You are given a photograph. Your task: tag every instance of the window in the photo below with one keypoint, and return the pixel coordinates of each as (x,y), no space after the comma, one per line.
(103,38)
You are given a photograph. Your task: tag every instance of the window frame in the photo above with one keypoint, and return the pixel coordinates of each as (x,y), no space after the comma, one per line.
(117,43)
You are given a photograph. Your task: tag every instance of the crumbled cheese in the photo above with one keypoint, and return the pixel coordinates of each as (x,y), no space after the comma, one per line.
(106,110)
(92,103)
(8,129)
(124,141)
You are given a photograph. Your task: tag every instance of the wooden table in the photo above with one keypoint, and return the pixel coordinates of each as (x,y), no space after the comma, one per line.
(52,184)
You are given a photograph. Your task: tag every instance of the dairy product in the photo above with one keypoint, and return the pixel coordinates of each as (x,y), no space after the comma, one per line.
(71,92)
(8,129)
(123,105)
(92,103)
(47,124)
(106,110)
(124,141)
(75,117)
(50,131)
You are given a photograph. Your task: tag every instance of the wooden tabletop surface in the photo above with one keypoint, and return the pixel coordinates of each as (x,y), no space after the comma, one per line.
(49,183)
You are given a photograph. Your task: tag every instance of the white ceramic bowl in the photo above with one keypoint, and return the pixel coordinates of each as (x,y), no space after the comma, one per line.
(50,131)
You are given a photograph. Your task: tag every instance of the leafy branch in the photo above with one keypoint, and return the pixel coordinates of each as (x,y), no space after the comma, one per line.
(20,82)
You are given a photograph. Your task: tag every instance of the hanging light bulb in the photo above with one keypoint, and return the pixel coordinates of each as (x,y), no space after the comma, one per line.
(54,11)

________________________

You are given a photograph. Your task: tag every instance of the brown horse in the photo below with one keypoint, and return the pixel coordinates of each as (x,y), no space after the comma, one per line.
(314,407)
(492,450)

________________________

● **STATED GOAL**
Filter the records above and copy out every line that contains the word "cheese".

● **RESULT FOR THIS EXERCISE**
You are given a photograph. Your task: tag every instance of the crumbled cheese in the photo above with one keypoint, and return the pixel coordinates of each as (x,y), no space after the comma, one per line.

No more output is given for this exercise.